◆ Page:
☆ ☆ ☆ ☆

I arrived Aqua Minh Long at 6:15PM and Manh, aged 33, was busy with his staff in order to meet delivery deadline. Instead Hang, his wife, aged 32, a professional photographer, greeted me with Vietnam’s traditional tea

At first I thought our talk would end in around 15 to 30 minutes due to his busy schedule. However dispite sometime being interrupted by calls from customers, our conversation still took place in more than 1 hour. During our talk he shared with me his stories, and more importantly his passion for nature aquarium, aquascaping

* 
Fall in love with it at the first sight*

Date back in 2001 I was a student at Academy of Banking. One day I accidently saw a very beautiful and colourful fish tank in a street of Hanoi. I started being curious and wanting to find out. By visiting local fish shops and markets in Hoang Hoa Tham, Hang Dau and Cho Mo, it gave me the first idea about the hobby. But foremost I met people who share the same hobby with me. And eventually I became a member of the most popular community of Vietnam, the ABV forum

*Learn from ABV and my first DIY tank*

I was very luck to know ABV. I made friends and learned a lot from ABV member’s tips and tricks etc.
I made my first tank in 2006. It’s a 40cm cube tank, a great success for me at that time. From lesson learned I experimented more and started to make tank for members of my family and friends. It was very exciting time, because I had so much room to try, so many things to learn as well as my passion and love were fulfil


*Quit my job in a bank and start my business*

I think it is still a question people ask me today. Why I quit my job and start my business in different area. Perhaps because my passion for aquascaping and nature aquarium was growing bigger everyday, and it is still true today. I really want to promote this hobby to everyone





_Aqua Minh Long first store_

*First two years*

Started my business in 2011 with a 30 square-meter shop. I think business was doing okay at first for one reason that I already had customers. They were my former collegues, bosses. But with new customers it turned out not easy at all
I created display tanks with a hope that new customers would buy them. In fact they liked it but ironically wanted smaller versions and copies from aquascaping books. I had two long years troubling to keep business run and build my signature style

*Fruitful and expand my business *

Listen to customer’s feedbacks, improve our quality of services, study and experiement new things are what we’ve been doing through such years. And thanks to our tireless efforts gradually more people come to Aqua Minh Long to order and buy. It is really a paid off. We have many loyal customers in this city. And some of them are my first customers
Now we have a 70 square-meter shop, a workshop dedicated for making tanks and a team of 12 fulltime staff




_Manh (second from the right) with his friend in opening ceremony at his new store 30/06/2013



 
Aqua Minh Long workshop nearby aqua shop

*Aiming for higher ground*
I can proudly say Aqua Minh Long has its name in the local market. People trust us because our services and products are always the best in town



A biotop tank by Aqua Minh Long team

But once you archive a goal in your life. What do you want to do next is very important. My ultimate goal remains the same “to promote this hobby to everyone”. But how? Experiment new things, look for new challenges and beat them, create more chances for people to enjoy the hobby, and perhaps make more big tanks for displaying in public areas
We just finished a project with the biggest tank and overflow filter system we’ve ever made. It is 3230cm long, 900cm deep and 1060cm high


 
Work in Progress



 
Final result

My newest project is a 120cmx120cmx70cm tank with my own overflow filter design. This 360-view tank is built for displaying in public area where more people can visit and enjoy. I hope with it Vietnam will have more enthusiastic, future professional aquascapers




Manh and his newest project

Its water is ready for fishes, and I am now working on designing layout for the tank




Manh and his fellow dummy a.k.a me

*Dare to dream and to follow it*
You ask me to say something to newbies? Dare to dream and follow it. Learn from nature, people around you and from mistakes. Don’t fear failure and sleep on your success. Do it with your heart and passion

Ended our conversion and headed home with a thought “ To win a competition or to chose a different way with more impacts on people like Takashi Amano did?" The choice is up to you but I am sure he has chosen the second path

Bonus pictures



Manh and me next to his restoration project also his display tank




Manh explains to me how lighting works for his tanks








How lightning can make a great impact on plant growth and colour
_


----------



## CooKieS

Awesome! Want to go back to VN now!!

☆ ☆ ☆ ☆

◆ Written request A: Count the lines in the listing that contain the string "wall", treating case as significant, and give only the number.
The aquascaping article and the listing that follows are unrelated material.

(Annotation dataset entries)

☆ ☆ ☆ ☆

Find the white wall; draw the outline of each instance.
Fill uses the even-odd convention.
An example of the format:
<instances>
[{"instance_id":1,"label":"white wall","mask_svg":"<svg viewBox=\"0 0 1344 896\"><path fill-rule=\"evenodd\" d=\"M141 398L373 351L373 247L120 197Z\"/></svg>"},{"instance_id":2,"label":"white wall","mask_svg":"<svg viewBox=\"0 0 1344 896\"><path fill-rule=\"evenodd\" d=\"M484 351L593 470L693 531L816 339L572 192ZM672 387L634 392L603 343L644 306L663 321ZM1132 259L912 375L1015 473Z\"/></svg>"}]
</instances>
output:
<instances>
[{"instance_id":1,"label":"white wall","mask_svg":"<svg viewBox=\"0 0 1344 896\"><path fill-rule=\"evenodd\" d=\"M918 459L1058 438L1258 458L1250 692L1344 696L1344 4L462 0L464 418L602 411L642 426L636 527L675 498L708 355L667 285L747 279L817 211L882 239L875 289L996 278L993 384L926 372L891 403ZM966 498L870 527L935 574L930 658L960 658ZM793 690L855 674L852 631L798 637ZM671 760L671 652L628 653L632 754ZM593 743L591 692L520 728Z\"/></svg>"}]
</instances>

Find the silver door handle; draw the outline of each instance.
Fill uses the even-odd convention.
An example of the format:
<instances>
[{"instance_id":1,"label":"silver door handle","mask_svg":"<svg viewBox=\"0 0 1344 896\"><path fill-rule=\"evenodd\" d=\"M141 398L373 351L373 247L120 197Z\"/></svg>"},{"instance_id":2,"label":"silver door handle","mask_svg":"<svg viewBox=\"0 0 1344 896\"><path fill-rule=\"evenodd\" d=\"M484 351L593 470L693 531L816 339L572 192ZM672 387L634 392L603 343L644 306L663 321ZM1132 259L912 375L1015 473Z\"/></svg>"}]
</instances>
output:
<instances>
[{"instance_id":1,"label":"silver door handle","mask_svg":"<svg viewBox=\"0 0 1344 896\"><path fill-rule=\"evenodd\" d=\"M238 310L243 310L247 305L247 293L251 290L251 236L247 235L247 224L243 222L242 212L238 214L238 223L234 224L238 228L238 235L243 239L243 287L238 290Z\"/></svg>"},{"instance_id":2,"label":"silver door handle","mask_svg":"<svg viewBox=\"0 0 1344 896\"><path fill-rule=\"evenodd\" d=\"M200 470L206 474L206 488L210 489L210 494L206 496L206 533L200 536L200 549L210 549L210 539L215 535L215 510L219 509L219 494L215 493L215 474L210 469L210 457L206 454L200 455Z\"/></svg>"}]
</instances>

☆ ☆ ☆ ☆

◆ Written request B: Please write what comes next in the aquascaping article, starting after its last line.

◆ Written response A: 3

◆ Written response B:
----------



## Alexander Belchenko

Great!


----------



## dan4x4

awesome! thanks for the post I really enjoyed it


----------



## AnhBui

CooKieS said:


> Awesome! Want to go back to VN now!!



Vietnam is waiting to welcome you 


Sent from my iPad using Tapatalk


----------



## AnhBui

The owner of this tank just uploaded this awesome video. Well deserved for a wow


----------



## Aqua360

zozo said:


> I didn't know you owned an LFS Tim...
> 
> I guess over here (in the wild wild west) the aquarium bussines is taken over by sales managers employed to sell and do not have real affinity for aquariums in general. They probably do not see profit enough in setting up and maintaining a nice display tank, also see no profit in investing in employees having this skill. In the west the world turns around making profit as fast as possible with the least investment possible.. At least thats the impression i get when visiting petshops.. That's what the majority are, petshops with an aquarium corner.. The 2 shops i know wich are aquarium shops only also do probably not have the financial means to hire nor posses the skill to setup and maintain a display tank. When you ask they act like they know all about it, but have zip to show. And the conversatons are mostly very breefly aimt towards bying something you actualy do not need. Strange concept.. But people seem to fall for it.
> 
> It's so true what George sais in his conclusion.. It would be a win win for every lfs.. But i know not one who's actualy realizing that fact.



Spot on, lots of preaching by LFS workers; little to no evidence...not to mention ridiculously overpriced wares...I'm looking at you Maidenhead Aquatics!


----------



## jackychun218

What an inspiration from your interview with Manh! Thanks for sharing bro Anh Bui! 


Sent from my iPhone using Tapatalk


----------



## AnhBui

Guys, I am thinking of doing some more talks with different local owners. Made an appointment with another store and they agreed to meet and talk. Will keep you guys posted


----------



## Manisha

Really fantastic update on a real gem of a store, thanks ☺


----------



## AnhBui

Met Manh today and he gave me a hint about his new plan. I will keep you posted once he finishes it


----------



## Costa

May I ask what plant is this please?


----------



## AnhBui

Costa said:


> May I ask what plant is this please?
> 
> View attachment 96093



It's Rotala colorata super red


----------



## Costa

Thank you!


----------



## AnhBui

Had a chance to visit Manh's new place yesterday. This is what he's up to. It might take a few more days to finish, however, it looks very promising


----------



## Tim Harrison

Wow...if only we had something like that in the UK...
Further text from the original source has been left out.